What to do: Keep the sugar in the marinade, get the grill or pan properly hot before the pork goes on, and don't crowd it — crowded meat steams in its own juices instead of searing.
Cooking the pork only until it "looks done" and stopping there.
Target: Pork cooked through — opaque all the way, no pink at the centre, 71°C / 160°F if you check.
Why it matters: These are thin slices over fierce heat, so the surface chars quickly and can look finished while a thicker piece is still raw inside. Pork should be cooked through for safety; the good news is that thin, well-charred slices reach that point in just a few minutes, with no loss of flavor.
What to do: Grill 3–4 minutes a side, check the thickest slice, and pull them as they finish rather than all at once.
Leaving the noodles in a sticky clump.
Target: Vermicelli cooked just to tender, then rinsed cold and well drained so the strands separate.
Why it matters: Hot rice vermicelli keeps cooking on its own heat and its surface starch turns gluey as it cools. A cold rinse stops the cooking and washes off that loose starch, so the noodles stay loose and springy under the warm pork instead of fusing into a paste.
What to do: Drain, rinse under cold water until the strands feel clean, drain again thoroughly, and loosen with your fingers (a few drops of oil help) before building the bowls.
What to look for
- The pork as it leaves the grill: glossy, deep brown, with charred edges and a savory-sweet smell. Pale and wet means the heat was too low or the pan too crowded.

□ □ □ □ □

**Given request:** Reproduce everything in the pork and noodle cooking tips above from "What to look" down to "pan too crowded.", word for word.

□ □ □ □ □

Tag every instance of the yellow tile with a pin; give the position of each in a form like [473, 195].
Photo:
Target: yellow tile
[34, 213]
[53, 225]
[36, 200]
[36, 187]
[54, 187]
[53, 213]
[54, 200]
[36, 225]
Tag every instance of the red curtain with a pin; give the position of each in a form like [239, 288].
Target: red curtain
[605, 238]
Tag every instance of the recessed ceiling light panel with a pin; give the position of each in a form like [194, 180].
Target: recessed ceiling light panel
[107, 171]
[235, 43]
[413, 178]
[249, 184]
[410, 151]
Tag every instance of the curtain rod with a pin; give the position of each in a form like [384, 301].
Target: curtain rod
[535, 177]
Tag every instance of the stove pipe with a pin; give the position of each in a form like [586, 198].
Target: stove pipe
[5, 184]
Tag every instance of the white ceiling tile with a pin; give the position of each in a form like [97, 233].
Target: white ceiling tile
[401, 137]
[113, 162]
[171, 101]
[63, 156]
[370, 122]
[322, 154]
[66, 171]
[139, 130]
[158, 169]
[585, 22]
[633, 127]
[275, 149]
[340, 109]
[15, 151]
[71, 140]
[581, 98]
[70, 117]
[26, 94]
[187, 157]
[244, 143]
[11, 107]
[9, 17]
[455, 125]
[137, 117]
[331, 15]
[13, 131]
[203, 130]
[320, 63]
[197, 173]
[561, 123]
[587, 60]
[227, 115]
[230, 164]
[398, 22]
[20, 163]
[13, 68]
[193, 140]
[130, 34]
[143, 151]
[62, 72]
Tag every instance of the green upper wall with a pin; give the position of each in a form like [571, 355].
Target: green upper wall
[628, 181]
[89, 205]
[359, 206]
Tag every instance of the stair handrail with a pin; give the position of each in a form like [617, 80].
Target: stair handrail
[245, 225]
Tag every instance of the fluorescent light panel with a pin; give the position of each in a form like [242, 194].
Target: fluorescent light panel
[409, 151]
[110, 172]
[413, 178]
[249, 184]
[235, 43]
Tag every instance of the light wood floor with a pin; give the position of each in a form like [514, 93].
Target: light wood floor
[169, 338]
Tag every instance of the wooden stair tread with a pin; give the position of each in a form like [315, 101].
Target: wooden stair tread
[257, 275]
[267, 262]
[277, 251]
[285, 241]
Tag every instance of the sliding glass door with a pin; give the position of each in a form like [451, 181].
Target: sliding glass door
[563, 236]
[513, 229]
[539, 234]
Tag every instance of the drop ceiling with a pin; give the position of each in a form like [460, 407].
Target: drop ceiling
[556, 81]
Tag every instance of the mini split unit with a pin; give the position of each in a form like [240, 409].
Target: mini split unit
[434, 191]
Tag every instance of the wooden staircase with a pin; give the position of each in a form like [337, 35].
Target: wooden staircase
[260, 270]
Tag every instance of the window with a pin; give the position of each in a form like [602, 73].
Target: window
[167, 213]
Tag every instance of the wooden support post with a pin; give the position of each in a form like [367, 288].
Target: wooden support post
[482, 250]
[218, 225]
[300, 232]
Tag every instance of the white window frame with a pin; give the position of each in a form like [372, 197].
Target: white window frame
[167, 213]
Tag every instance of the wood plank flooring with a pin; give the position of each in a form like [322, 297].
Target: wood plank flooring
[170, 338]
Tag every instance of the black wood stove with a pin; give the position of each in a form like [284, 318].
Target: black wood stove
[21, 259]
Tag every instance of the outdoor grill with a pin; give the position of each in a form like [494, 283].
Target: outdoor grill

□ □ □ □ □

**Output for this exercise:**
What to look for
- The pork as it leaves the grill: glossy, deep brown, with charred edges and a savory-sweet smell. Pale and wet means the heat was too low or the pan too crowded.